— Start Material to process —
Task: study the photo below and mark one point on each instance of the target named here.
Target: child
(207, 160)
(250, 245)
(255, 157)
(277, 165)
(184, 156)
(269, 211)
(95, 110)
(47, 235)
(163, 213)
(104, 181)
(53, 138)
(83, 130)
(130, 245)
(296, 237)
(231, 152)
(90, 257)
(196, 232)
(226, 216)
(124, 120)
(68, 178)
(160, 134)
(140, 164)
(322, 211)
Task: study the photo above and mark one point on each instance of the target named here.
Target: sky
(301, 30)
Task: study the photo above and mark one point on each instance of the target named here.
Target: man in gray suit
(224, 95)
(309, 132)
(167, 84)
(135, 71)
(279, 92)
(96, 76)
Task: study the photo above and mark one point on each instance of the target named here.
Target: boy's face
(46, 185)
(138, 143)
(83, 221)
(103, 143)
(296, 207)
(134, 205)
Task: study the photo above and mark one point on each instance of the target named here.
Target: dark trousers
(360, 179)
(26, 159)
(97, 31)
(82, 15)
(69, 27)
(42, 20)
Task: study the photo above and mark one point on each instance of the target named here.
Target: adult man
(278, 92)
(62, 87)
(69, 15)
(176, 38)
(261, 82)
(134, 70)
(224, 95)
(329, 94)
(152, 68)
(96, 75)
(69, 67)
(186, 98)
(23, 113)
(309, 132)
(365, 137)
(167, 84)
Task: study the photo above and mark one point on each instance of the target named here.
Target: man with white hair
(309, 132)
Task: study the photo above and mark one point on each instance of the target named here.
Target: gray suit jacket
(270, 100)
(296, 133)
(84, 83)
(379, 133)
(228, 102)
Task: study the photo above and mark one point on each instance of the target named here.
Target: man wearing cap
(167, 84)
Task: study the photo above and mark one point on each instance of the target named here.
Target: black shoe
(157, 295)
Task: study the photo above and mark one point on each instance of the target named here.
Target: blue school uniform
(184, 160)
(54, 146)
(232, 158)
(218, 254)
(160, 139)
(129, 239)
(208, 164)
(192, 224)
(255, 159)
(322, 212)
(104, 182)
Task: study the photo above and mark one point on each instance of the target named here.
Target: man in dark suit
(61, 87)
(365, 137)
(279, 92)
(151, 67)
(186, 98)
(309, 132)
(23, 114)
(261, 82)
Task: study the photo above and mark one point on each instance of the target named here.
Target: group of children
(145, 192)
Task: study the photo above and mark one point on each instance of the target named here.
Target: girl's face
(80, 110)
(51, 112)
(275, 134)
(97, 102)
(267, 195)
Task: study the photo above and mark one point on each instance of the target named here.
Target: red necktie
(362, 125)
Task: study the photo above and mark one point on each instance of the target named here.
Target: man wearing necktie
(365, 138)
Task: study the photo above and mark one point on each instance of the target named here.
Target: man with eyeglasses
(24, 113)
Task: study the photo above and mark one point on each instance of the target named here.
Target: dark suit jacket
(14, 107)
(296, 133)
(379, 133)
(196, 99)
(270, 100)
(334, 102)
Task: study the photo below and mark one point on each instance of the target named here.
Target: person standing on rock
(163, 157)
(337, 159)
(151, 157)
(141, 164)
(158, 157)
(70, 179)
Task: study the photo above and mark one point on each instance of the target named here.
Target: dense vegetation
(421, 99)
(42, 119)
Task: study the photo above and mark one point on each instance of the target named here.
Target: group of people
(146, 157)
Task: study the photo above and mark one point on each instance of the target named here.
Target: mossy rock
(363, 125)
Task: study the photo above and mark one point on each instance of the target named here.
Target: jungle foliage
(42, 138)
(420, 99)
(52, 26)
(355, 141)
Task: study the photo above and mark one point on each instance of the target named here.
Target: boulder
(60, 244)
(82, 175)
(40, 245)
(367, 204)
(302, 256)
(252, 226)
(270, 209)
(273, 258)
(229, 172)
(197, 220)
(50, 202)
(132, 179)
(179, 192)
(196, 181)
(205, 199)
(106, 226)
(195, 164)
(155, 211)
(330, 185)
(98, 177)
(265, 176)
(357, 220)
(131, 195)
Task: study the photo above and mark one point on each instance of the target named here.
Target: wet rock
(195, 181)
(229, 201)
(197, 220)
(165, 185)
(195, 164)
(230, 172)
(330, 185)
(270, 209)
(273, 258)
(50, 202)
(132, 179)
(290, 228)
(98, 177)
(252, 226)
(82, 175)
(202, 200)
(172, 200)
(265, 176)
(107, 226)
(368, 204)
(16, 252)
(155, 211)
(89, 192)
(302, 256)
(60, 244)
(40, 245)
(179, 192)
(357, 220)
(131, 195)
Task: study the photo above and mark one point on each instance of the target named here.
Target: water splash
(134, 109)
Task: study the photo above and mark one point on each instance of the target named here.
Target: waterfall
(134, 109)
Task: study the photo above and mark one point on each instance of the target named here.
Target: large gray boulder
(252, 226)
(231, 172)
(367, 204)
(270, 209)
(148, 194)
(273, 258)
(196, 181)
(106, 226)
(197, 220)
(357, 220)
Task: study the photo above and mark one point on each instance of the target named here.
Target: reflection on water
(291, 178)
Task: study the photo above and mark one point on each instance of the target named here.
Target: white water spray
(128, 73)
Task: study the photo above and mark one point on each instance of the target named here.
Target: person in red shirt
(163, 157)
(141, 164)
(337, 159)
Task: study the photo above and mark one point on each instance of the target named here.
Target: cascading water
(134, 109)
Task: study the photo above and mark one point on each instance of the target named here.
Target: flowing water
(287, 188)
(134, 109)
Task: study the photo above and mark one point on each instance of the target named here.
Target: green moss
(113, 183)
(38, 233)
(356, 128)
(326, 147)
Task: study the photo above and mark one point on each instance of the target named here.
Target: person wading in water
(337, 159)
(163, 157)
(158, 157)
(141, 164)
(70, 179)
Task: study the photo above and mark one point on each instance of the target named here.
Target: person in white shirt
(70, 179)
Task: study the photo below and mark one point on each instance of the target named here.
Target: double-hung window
— End Material to process —
Gather every line from the entries above that contains the word "boulder".

### Expected answer
Target: boulder
Target: large gray boulder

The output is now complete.